--- SHORT TASK 1 ---
Decide whether each statement agrees with the market report below. For each, answer yes or no and quote the words of the report that settle it.
(a) Citigroup shares closed Monday at $53.30.
(b) The sequential home-price declines among the 20 largest states were concentrated in the Midwest.
(c) The Fed's "QE3" bond purchases have run at a net monthly pace of $85 billion since September 2012.
--- SHORT TASK 2 ---
Condense the paragraph of the market report below that opens with "At this stage of the extended and broad market rally" into a shorter version that keeps its main facts.
--- SHORT TASK 3 ---
According to the market report below, what was the National Association of Realtors' Pending Home Sales Index reading for October?

NEW YORK ( TheStreet) -- Citigroup (C - Get Report) was the sector winner on Monday, with shares rising 1.7% to close at $53.30, as banks continued to lead the stock market higher.

The broad indices ended mixed, following two negative housing market reports underlining the expectation of some investors that the Federal Open Market Committee will not curtail Federal Reserve bond purchases when the FOMC next meets on Dec. 17-18.

According to Lender Processing Services, home prices in the United States rose just 0.2 % in September from the previous month.  Seven of the 20 largest states showed sequential home-price declines, which were concentrated in the Northeast.  Texas continued to lead among states seeing rising values, with home prices rising 7.5% from a year earlier.

Also on Monday, the National Association of Realtors said its Pending Home Sales Index for October declined 0.6% to 102.1 from an upwardly revised reading of 102.7 in September.  The index for October was down 1.6% from a year earlier, and was at its lowest level since December 2012.

At this stage of the extended and broad market rally, "bad news is good news" to many investors, since it underlines the notion that the FOMC will not quickly taper the Fed's "QE3" purchases of long-term bonds, which have been running at a net monthly pace of $85 billion since September 2012.  The Fed has also kept its target range for the short-term federal funds rate in a range of zero to 0.25% since late 2008.

The FOMC minutes released last week showed that a number of committee members considered lowering the rate paid by the Fed to banks depositing their cash reserves with the central bank from the current rate of 0.25%, in another attempt to stimulate lending.

--- SUPPLIED RECORDS ---
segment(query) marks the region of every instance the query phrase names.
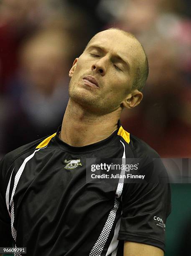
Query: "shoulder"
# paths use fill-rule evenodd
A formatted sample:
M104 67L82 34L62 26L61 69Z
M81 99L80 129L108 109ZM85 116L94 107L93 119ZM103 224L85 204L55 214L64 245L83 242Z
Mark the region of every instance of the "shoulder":
M152 158L160 157L158 153L147 143L132 134L130 134L129 145L138 158L148 156Z
M117 133L126 147L131 149L135 158L159 158L159 155L146 142L130 134L121 126Z
M22 156L25 157L28 154L38 148L47 146L56 133L51 136L47 136L38 140L20 147L6 154L0 161L1 169L9 168L14 161Z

--- COMPLETE ANSWER 1 ---
(a) Yes: "with shares rising 1.7% to close at $53.30"
(b) No: "which were concentrated in the Northeast"
(c) Yes: "which have been running at a net monthly pace of $85 billion since September 2012"

--- COMPLETE ANSWER 2 ---
Late in the market rally, many investors treat bad news as good news because it suggests the FOMC will not soon taper the Fed's "QE3" long-term bond purchases, which have run at a net $85 billion a month since September 2012. The Fed has also held its federal funds target at zero to 0.25% since late 2008.

--- COMPLETE ANSWER 3 ---
102.1